Each record must be retyped in full. No character may differ.

━━━━

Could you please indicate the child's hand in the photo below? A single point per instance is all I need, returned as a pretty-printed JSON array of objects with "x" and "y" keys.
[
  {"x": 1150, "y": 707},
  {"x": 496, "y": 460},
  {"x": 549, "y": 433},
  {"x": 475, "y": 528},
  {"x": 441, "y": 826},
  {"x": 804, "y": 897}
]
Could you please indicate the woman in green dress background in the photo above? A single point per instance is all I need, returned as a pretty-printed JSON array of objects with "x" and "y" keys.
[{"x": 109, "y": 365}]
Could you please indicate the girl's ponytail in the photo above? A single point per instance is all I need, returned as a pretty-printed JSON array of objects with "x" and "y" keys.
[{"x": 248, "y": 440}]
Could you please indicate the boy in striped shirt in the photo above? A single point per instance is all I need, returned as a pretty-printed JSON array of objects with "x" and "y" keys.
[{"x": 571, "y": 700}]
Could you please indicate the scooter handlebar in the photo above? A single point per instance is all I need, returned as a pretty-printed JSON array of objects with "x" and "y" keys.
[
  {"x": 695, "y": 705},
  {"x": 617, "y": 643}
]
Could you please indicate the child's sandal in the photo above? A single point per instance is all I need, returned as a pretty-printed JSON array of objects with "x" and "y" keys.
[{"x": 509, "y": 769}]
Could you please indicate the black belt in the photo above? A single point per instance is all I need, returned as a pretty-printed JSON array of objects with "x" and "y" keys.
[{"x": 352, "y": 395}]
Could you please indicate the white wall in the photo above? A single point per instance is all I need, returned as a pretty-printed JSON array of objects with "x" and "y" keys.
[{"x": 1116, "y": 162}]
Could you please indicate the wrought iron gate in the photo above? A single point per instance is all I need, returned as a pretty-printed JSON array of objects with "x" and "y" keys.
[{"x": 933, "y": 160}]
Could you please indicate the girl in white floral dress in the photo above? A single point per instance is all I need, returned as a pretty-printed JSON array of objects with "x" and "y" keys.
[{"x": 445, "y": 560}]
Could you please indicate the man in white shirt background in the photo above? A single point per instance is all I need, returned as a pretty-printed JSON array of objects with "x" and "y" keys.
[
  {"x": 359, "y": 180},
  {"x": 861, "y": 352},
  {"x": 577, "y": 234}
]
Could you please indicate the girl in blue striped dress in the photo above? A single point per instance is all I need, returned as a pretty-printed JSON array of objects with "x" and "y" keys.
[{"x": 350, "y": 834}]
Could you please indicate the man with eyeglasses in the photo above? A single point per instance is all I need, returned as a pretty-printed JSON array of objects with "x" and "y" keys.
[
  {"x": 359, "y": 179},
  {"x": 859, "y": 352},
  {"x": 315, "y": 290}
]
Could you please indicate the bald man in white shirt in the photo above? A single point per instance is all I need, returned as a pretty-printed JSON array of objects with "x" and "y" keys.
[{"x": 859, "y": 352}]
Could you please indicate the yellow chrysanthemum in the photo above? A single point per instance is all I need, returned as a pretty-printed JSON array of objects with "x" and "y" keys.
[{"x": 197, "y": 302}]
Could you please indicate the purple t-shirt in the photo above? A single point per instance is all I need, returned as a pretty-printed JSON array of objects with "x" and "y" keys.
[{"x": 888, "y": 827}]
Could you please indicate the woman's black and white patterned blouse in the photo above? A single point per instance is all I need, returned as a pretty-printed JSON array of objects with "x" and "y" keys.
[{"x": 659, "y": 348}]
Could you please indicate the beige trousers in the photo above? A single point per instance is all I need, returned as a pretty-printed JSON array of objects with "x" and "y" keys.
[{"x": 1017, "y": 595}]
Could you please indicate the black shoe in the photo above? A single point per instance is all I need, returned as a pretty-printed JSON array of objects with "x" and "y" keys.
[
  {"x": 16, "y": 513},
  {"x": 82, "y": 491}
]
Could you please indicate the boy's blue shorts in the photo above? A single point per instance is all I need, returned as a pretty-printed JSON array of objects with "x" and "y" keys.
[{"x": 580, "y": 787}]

━━━━

# TASK ANSWER:
Could you please indicate the child's hand in the photo below? A single point per instance is all I need, returned as a pretty-printed JSON array of objects with "x" and "y" keys.
[
  {"x": 1150, "y": 707},
  {"x": 496, "y": 460},
  {"x": 549, "y": 433},
  {"x": 475, "y": 528},
  {"x": 441, "y": 826},
  {"x": 804, "y": 897}
]
Could you please indicate the woman in green dress background in the photo above? A single point per instance is all I need, returned as a pretty-printed JSON array of objects with "x" and "y" keys.
[{"x": 109, "y": 365}]
Could you please indicate the girl's ponytail in the photo above? A single point per instance is all I need, returned as a pretty-printed JSON array of objects with "x" and "y" keys.
[{"x": 248, "y": 440}]
Could you please indicate the boy in striped shirt in the photo above? A single point per instance is all I need, returned as a pretty-printed JSON array of objects with "x" and "y" keys.
[{"x": 571, "y": 700}]
Could you please indicate the scooter handlebar in the photo above? A single point per instance is all I need, returned as a pretty-printed JSON array of objects with "x" and "y" keys.
[
  {"x": 695, "y": 705},
  {"x": 617, "y": 643}
]
Could you please indicate the child's sandal in the photo above? A single point per instance is all I need, returned as a pretty-printed JSON array of objects with "x" and "y" keys.
[{"x": 509, "y": 769}]
Could you please indicate the black belt in the photo above? A single point per instance is all I need, returned as a pretty-printed JSON array of objects with "x" and "y" keys.
[{"x": 352, "y": 395}]
Could you please indicate the white wall in the photo above? A single point per instance is all I need, returned as a pretty-printed JSON array of objects with "x" and "y" keys.
[{"x": 1116, "y": 162}]
Could you please indicate the wrought iron gate in the photo above? A single point per instance is all I need, returned as a pretty-printed JSON array of objects with "x" and "y" keys.
[{"x": 933, "y": 160}]
Could you please indicate the girl in white floral dress in the photo above? A single point per instance is all I need, returned as a pretty-printed JSON array of objects with "x" and "y" keys.
[{"x": 445, "y": 560}]
Could you please indicate the man in white shirt background in the photo above? A single point per instance is all I need, returned as a pretty-printed JSON array of objects with "x" and "y" keys.
[
  {"x": 359, "y": 180},
  {"x": 861, "y": 352},
  {"x": 577, "y": 234}
]
Could you please indicate the girl in blue striped dress in the photo above? A single point per instance is all I need, returned as a pretty-printed JSON array of objects with "x" and "y" keys.
[{"x": 350, "y": 834}]
Could you please indicate the man with eyeglasses in the photo above? A single point per instance is all I need, returned as a pretty-printed JSON array of objects with "x" and "y" keys.
[
  {"x": 359, "y": 179},
  {"x": 859, "y": 352},
  {"x": 315, "y": 290}
]
Could you please indicate the bald man in white shirt in the photo above? A single point per instance is all I need, returned as a pretty-printed JSON array of objects with "x" and "y" keys.
[{"x": 859, "y": 352}]
Could you please indicate the yellow chrysanthemum in the photo above? A single point per instance is all I need, returned as a pretty-printed JSON array of objects with "x" and "y" keys.
[{"x": 197, "y": 302}]
Could you please indicate the purple t-shirt in the photo above? A single point per instance is all I need, returned as a pretty-printed JSON array of objects with "x" and "y" keys.
[{"x": 888, "y": 827}]
Could you please indicate the woman's black and white patterned blouse in the photo above? A single point per instance is all I need, returned as a pretty-printed JSON array of objects with "x" and "y" keys.
[{"x": 659, "y": 348}]
Could you please indicate the beige trousers in the photo above? A single point per instance is all I need, returned as a pretty-printed JSON array of objects with "x" and "y" keys.
[{"x": 1017, "y": 595}]
Could you please indicate the black shoe in the photo above? A single point per instance is all I need, returned as a pretty-printed JSON array of objects with "x" and "y" keys.
[
  {"x": 16, "y": 513},
  {"x": 82, "y": 491}
]
Could you please indicate the boy's blue shorts in the photo above? A single point per instance is all I need, returned as a pretty-printed JSON array of objects with "x" and "y" keys.
[{"x": 580, "y": 787}]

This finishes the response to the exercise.